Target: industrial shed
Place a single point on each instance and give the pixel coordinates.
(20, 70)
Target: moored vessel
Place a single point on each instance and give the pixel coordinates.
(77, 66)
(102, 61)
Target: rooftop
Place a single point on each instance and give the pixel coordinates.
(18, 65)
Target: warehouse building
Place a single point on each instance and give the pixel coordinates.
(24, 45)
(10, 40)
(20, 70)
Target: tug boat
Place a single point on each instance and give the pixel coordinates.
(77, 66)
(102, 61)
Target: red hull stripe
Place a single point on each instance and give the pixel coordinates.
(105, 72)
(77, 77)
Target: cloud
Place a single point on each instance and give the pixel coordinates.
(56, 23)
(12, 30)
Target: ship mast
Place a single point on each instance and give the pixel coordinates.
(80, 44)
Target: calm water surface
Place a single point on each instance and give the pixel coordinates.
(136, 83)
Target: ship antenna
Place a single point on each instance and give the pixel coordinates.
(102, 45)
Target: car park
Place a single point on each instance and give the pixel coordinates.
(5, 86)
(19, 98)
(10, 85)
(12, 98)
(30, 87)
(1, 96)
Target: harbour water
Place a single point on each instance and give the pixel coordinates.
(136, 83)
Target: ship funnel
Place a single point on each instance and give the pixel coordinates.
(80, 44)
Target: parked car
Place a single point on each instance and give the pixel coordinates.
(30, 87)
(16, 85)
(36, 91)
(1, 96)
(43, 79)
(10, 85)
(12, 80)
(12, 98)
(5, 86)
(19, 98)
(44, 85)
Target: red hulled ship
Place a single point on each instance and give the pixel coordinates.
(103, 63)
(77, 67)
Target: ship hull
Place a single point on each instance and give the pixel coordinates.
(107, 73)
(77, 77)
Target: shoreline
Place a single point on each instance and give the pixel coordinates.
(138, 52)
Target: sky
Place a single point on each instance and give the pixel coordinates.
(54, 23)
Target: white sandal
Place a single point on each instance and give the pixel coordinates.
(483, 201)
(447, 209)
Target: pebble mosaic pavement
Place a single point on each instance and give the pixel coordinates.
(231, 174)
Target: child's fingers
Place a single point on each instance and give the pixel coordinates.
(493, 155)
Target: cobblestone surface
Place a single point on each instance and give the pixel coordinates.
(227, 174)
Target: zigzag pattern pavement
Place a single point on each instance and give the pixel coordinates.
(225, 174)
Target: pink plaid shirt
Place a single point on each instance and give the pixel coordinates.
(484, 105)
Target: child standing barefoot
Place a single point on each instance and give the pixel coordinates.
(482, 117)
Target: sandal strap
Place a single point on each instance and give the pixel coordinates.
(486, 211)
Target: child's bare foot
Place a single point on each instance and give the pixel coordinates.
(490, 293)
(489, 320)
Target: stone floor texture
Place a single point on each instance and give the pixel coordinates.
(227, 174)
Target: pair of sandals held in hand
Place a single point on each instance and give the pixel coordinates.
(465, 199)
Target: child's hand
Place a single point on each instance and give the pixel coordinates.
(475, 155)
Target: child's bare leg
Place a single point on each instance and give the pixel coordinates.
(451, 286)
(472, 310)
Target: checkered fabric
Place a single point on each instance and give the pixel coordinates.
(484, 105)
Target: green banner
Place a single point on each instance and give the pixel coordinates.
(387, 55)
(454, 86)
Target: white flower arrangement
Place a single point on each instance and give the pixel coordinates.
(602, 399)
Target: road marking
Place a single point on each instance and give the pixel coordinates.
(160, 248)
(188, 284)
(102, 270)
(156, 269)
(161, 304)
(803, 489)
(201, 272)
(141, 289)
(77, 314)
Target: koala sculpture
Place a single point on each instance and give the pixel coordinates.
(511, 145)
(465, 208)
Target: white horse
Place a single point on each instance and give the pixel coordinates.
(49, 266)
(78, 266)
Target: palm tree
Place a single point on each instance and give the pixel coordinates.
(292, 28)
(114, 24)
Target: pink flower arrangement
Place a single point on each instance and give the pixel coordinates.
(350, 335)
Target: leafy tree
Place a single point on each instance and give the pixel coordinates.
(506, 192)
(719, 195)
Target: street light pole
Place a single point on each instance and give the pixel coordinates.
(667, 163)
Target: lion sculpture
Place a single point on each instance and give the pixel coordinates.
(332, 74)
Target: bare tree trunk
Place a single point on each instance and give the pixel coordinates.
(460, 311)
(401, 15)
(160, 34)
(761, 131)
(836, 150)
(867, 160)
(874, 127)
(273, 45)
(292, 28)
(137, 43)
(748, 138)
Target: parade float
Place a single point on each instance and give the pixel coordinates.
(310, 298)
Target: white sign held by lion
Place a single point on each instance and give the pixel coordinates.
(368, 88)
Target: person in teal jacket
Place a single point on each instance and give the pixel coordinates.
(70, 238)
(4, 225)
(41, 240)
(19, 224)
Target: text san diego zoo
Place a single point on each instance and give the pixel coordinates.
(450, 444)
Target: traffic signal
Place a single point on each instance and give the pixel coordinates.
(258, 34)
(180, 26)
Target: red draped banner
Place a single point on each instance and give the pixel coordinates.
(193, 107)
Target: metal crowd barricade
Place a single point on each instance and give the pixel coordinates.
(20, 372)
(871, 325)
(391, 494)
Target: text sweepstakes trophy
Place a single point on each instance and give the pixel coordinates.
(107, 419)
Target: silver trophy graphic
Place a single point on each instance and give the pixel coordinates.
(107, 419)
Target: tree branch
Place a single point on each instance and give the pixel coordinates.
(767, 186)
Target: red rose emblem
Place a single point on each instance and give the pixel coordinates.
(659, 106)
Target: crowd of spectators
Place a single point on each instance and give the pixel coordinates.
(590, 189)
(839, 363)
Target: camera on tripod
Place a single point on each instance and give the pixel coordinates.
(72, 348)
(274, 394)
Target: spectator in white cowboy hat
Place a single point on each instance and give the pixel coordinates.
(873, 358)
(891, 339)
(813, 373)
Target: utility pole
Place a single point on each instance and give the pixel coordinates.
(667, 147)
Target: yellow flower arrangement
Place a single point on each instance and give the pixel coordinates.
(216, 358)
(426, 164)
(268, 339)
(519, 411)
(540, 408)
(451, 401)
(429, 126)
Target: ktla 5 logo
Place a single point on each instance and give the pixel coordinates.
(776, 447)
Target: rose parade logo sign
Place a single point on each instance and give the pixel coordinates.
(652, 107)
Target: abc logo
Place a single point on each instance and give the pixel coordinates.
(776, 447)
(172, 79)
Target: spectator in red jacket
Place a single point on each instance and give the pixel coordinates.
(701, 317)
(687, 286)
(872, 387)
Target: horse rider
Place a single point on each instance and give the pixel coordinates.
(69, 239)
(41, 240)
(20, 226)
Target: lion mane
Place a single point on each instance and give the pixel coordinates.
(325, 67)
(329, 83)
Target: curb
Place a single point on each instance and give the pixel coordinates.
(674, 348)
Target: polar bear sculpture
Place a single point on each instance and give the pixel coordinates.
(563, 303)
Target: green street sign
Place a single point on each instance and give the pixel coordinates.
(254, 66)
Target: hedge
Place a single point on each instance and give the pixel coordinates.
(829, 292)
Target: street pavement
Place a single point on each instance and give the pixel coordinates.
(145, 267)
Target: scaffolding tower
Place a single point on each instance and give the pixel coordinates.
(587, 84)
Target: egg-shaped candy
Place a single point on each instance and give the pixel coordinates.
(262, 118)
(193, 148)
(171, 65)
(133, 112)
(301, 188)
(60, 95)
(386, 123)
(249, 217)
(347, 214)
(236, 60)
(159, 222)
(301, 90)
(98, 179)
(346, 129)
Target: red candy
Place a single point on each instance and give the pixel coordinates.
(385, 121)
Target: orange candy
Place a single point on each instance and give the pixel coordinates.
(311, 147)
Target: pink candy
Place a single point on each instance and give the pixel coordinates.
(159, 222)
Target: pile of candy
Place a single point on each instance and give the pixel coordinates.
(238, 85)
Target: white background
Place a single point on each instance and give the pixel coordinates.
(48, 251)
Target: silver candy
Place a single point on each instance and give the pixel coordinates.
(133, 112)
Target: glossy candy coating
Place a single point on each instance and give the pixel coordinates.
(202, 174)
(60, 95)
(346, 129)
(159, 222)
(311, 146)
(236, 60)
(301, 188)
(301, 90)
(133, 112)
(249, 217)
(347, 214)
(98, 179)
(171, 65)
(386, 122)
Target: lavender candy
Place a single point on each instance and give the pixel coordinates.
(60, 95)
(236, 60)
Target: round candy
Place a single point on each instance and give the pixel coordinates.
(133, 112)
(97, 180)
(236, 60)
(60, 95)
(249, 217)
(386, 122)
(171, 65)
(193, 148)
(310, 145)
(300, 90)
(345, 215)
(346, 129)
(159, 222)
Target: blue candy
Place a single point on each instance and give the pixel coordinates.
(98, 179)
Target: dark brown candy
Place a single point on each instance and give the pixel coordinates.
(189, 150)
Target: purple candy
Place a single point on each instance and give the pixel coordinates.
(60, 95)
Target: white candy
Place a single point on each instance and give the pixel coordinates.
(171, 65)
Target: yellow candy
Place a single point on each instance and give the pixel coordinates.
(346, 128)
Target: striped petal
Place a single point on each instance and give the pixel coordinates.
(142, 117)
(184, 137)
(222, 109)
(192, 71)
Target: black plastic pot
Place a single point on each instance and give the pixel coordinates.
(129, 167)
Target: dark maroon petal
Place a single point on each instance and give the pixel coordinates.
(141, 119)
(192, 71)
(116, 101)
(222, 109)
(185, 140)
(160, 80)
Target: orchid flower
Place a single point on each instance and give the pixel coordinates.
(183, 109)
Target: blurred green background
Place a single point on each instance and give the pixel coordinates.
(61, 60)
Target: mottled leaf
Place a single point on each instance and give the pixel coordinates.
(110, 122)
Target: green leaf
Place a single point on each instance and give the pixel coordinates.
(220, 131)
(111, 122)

=======

**EXERCISE GOAL**
Using the records given above, list every line that includes the word "yellow".

**RESULT OF THE EXERCISE**
Target: yellow flower arrangement
Target: yellow candy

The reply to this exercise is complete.